[Job]:
Please extract every line of the material below that contains the word "striped", and copy each such line in full.

[Records from a dataset]
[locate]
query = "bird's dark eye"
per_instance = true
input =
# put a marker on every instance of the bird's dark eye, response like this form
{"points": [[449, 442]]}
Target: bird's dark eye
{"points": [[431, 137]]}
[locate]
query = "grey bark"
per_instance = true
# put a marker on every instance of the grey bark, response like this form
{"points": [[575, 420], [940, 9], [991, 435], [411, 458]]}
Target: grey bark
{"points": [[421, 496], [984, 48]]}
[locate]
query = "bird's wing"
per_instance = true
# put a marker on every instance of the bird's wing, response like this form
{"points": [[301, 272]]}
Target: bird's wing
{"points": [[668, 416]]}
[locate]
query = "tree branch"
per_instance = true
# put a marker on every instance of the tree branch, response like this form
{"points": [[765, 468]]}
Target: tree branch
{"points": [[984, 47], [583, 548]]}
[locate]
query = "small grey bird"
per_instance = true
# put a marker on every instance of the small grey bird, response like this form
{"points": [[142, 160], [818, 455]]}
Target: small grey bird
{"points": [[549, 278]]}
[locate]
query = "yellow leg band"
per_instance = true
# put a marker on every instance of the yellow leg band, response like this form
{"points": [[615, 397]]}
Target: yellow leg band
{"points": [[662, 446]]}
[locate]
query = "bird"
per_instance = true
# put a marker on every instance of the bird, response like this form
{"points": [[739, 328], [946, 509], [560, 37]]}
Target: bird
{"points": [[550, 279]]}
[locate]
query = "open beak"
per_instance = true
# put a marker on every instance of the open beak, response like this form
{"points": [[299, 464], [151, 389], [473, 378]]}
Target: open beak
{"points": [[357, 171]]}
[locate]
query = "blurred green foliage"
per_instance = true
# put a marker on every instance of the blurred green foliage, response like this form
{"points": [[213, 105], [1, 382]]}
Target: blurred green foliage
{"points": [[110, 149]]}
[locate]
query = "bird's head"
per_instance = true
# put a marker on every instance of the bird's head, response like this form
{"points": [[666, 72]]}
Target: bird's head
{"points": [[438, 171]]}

---

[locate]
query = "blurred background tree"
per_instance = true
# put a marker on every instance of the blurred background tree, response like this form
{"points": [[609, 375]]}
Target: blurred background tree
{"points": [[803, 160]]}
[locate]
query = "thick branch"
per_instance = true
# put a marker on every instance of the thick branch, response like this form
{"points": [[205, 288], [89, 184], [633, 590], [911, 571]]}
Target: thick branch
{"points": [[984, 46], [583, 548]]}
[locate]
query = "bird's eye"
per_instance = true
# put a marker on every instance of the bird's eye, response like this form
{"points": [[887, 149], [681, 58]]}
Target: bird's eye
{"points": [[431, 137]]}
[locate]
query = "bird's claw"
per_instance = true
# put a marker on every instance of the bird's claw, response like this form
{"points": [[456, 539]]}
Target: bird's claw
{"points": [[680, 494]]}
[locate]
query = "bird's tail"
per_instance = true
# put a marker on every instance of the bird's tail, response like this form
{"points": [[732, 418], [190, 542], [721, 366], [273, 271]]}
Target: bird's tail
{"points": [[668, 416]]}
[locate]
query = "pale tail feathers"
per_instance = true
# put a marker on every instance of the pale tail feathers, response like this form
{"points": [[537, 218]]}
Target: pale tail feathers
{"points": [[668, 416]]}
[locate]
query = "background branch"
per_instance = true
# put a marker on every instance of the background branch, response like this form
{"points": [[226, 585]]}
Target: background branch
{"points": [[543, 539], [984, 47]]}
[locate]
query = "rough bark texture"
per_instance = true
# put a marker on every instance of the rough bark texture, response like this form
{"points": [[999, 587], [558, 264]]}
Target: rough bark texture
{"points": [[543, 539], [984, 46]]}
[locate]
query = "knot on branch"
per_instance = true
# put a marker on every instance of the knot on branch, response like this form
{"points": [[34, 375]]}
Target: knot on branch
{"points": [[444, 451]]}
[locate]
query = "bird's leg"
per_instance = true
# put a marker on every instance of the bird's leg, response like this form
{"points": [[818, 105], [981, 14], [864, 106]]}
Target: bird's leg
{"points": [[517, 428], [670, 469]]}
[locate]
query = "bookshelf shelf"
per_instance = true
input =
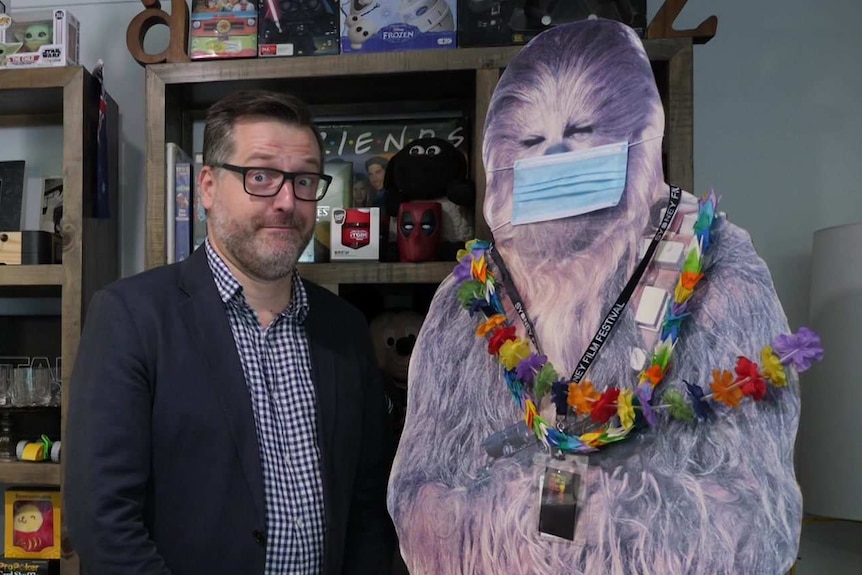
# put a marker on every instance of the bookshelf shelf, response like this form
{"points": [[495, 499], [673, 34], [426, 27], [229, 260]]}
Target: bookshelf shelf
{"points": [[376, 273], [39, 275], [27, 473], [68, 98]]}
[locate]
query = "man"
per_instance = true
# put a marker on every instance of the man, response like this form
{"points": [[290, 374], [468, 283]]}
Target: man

--

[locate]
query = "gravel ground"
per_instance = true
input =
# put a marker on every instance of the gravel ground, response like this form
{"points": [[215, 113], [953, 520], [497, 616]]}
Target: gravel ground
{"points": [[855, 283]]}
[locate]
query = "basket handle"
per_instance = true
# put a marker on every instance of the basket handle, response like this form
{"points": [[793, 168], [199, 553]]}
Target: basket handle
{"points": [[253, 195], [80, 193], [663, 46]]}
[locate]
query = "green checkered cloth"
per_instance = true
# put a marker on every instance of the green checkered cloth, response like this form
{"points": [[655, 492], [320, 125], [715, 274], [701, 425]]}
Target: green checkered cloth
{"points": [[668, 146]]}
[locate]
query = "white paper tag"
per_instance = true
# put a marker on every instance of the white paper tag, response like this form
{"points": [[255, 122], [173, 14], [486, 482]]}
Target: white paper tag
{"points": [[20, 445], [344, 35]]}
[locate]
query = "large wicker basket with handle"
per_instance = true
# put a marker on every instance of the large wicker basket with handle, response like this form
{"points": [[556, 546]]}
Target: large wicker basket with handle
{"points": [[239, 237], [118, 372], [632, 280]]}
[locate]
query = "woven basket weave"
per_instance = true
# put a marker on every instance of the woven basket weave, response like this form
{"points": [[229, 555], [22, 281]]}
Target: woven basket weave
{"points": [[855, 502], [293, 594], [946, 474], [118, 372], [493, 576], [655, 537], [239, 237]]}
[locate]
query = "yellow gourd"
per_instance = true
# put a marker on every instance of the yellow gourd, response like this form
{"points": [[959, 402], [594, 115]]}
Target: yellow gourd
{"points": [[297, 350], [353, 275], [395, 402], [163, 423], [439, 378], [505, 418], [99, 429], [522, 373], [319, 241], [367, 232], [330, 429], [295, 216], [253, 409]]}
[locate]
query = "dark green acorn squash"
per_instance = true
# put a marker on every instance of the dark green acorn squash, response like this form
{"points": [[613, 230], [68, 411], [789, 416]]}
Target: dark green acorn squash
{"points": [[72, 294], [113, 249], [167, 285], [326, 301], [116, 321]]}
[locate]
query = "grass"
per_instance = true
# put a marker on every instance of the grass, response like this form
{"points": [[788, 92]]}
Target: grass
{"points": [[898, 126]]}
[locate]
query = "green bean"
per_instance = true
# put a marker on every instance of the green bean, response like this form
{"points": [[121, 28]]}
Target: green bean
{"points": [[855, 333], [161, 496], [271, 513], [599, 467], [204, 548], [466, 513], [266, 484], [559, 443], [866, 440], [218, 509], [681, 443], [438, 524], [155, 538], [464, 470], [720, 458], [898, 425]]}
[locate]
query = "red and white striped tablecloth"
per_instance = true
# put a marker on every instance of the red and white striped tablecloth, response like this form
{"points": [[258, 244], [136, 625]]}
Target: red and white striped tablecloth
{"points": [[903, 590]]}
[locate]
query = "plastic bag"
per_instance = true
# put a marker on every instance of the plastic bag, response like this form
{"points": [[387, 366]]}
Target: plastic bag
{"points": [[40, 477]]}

[Task result]:
query = "red and white striped tablecloth"
# put a marker on every instance of the red and white striped tablecloth, response like this form
Target: red and white striped tablecloth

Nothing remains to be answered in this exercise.